━━━ Passage provided ━━━
IVF babies more likely to become overweight

08 July 2017

Experts claim that ‘test tube’ infants’ genes are altered through the process.

Babies born through in vitro fertilisation (IVF) treatment are more likely to be overweight, new research has discovered.

Experts from Maastricht University in the Netherlands claim that ‘test tube’ infants’ genes are altered through the process and they weigh on average 1.5 pounds (700grams) more than babies conceived naturally by nine years old.

It’s thought youngsters hold onto fat when not starting out in their mother’s tummy, leading them to become heavier as time goes on.

Read more: IVF causing women to ‘delay motherhood’

To come to their conclusions, the researchers looked at 136 children born through IVF in the Netherlands. Focusing on youths aged nine-and-a-half and of average height, it was found that they came in at 1.5 pounds heavier than those of the same age and stature who didn’t begin life in a laboratory.

The hormones in which women take in order to harvest their eggs could be the reason why the cells in the embryo change, causing the babies to store more fat.

“This is enough of a weight difference to be concerning because overweight children are more likely to become overweight adults. We think IVF children may be predisposed to cardiovascular problems, including heart problems, in later life. They may be programmed wrongly by IVF to store food as fat throughout their lives,” lead researcher Dr. Heleen Zandstra said.

Read more: First born children more likely to be overweight

Referring to the chemicals used during IVF, Dr. Zandstra noted it may mean infants are born smaller, but the weight issues will emerge later down the line.

“(The chemicals) might change the way the baby absorbs nutrients, or how the placenta passes them on,” she added. “At an older age, this may cause a child born smaller to store more food as fat, because their body wants to make sure they get enough.”

The study was presented at the European Society of Human Reproduction and Embryology conference in Geneva.
━━━ Provided records ━━━
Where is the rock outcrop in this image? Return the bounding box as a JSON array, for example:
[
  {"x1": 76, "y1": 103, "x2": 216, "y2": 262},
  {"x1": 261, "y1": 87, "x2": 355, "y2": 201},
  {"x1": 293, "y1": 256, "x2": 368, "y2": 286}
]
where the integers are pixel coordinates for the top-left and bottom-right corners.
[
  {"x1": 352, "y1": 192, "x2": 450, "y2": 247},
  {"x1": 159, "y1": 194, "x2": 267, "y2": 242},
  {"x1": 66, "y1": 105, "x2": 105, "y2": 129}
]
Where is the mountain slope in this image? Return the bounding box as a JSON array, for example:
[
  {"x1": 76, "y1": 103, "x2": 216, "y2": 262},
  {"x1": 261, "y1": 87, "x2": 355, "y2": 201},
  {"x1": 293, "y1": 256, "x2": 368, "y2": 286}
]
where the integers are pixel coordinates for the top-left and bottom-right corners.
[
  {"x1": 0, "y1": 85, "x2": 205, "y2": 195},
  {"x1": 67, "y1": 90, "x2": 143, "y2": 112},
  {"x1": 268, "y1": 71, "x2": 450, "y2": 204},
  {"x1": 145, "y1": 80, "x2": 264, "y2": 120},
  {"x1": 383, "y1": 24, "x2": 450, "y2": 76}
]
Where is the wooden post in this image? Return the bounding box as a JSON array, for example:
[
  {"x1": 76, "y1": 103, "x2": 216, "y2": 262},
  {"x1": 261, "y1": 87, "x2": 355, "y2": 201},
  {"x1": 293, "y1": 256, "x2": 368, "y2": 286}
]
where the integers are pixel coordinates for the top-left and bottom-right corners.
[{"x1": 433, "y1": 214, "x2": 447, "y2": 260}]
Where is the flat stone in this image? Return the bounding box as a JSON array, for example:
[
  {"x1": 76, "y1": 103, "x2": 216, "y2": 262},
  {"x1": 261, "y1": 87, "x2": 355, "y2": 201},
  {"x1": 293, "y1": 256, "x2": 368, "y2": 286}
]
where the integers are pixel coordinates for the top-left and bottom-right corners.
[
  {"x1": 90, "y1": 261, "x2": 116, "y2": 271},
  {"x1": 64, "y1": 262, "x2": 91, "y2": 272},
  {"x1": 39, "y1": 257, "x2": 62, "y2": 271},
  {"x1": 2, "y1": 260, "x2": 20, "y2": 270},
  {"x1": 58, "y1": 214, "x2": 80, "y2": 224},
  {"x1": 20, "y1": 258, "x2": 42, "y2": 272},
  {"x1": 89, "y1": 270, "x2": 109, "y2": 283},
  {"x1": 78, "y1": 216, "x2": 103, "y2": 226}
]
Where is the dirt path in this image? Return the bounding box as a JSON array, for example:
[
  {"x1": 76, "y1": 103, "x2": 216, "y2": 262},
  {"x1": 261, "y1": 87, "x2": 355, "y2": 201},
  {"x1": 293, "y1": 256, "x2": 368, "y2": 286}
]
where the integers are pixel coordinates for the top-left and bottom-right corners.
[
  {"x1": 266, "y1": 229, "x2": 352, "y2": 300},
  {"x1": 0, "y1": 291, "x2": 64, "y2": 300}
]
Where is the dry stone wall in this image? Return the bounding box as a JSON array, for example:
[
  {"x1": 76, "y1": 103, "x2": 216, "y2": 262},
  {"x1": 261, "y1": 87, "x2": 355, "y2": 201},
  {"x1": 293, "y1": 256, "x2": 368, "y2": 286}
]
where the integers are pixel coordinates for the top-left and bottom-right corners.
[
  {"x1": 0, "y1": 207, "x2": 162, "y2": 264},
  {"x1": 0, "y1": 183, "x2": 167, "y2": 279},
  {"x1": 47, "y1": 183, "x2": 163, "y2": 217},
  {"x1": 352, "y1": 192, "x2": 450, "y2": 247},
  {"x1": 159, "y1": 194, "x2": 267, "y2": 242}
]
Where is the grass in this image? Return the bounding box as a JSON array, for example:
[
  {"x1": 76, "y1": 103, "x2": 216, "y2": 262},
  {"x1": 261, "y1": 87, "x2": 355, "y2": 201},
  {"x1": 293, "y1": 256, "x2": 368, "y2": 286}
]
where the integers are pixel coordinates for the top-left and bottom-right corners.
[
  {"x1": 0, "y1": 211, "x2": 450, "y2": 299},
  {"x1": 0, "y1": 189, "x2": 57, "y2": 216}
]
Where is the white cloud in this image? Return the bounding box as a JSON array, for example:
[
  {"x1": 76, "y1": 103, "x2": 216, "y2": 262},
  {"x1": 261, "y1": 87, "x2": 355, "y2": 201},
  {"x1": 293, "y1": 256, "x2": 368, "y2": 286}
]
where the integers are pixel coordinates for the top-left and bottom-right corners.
━━━
▶ [Apply what you read]:
A. According to the IVF article, how many children born through IVF did the researchers look at?
B. Rewrite the IVF article's passage that begins at the words "Babies born through" and stops after "in a laboratory.", with "youngsters" changed to "children".

▶ [Answers for this exercise]:
A. 136 children born in the Netherlands

B.
Babies born through in vitro fertilisation (IVF) treatment are more likely to be overweight, new research has discovered.

Experts from Maastricht University in the Netherlands claim that ‘test tube’ infants’ genes are altered through the process and they weigh on average 1.5 pounds (700grams) more than babies conceived naturally by nine years old.

It’s thought children hold onto fat when not starting out in their mother’s tummy, leading them to become heavier as time goes on.

Read more: IVF causing women to ‘delay motherhood’

To come to their conclusions, the researchers looked at 136 children born through IVF in the Netherlands. Focusing on youths aged nine-and-a-half and of average height, it was found that they came in at 1.5 pounds heavier than those of the same age and stature who didn’t begin life in a laboratory.